--- Data Enclosed Below ---

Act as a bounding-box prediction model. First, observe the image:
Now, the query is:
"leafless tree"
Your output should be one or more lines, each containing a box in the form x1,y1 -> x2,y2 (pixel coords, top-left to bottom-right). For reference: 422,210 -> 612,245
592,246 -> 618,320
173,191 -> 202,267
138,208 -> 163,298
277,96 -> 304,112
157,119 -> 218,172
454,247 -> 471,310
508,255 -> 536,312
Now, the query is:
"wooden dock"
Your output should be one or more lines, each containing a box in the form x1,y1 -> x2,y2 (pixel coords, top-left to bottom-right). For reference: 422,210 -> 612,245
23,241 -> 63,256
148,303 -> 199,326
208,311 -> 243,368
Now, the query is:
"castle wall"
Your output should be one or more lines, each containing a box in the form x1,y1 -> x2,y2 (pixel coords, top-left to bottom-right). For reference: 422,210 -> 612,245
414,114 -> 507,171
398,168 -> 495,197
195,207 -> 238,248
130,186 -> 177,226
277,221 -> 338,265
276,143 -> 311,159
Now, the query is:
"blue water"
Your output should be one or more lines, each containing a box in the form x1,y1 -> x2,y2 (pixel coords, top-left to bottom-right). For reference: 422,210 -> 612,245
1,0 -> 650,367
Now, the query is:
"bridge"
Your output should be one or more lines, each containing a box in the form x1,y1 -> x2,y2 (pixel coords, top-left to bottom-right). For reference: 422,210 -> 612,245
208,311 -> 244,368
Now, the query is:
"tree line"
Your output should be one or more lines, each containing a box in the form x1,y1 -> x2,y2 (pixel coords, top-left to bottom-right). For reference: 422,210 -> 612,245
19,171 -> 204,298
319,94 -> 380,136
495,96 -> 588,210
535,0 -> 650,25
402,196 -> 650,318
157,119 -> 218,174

--- End of Enclosed Data ---

* **What to produce**: All entries given above should be transcribed exactly, with none omitted.

* **Answer area**:
Act as a bounding-box prediction model. First, observe the image:
Now, the query is:
"leafless tree"
Your output should be one or more lines, each containing a box in the form x1,y1 -> x2,y2 (pixel coords, top-left to bottom-right). For reference: 422,210 -> 612,245
592,246 -> 618,320
173,191 -> 202,267
138,208 -> 163,298
277,96 -> 304,112
157,119 -> 218,172
454,247 -> 471,310
508,255 -> 536,312
Now, the query is:
"wooden dock"
Your output should be one or more lines, each containing a box in the form x1,y1 -> x2,y2 (pixel coords, top-left to bottom-right). For reference: 422,210 -> 612,245
23,241 -> 63,256
148,303 -> 199,326
208,311 -> 243,368
Now, the query is:
"castle wall"
Your output should be one or more lines, each containing a box in the form x1,y1 -> x2,y2 (pixel coords, top-left to bottom-right). For reference: 422,210 -> 612,245
414,114 -> 507,171
398,168 -> 495,197
195,207 -> 238,248
130,186 -> 177,226
277,221 -> 338,265
276,143 -> 311,159
Now, the query is:
"blue water"
Your output should be one or more lines, each containing a box in the form x1,y1 -> x2,y2 (pixel coords, top-left to bottom-right). For reference: 422,210 -> 612,245
1,0 -> 650,367
Now, the query is:
"bridge"
Your output should be one or more lines, each containing a box in the form x1,y1 -> x2,y2 (pixel coords, top-left to bottom-right). For reference: 422,210 -> 612,245
208,311 -> 244,368
Now, the query is:
"tree line"
Your output should be one or more lines, each containing a box in the form x1,y1 -> x2,y2 (pixel coords, top-left to bottom-right). For reference: 422,210 -> 612,245
19,171 -> 204,298
319,94 -> 380,136
495,96 -> 588,210
535,0 -> 650,25
402,196 -> 650,318
157,119 -> 218,174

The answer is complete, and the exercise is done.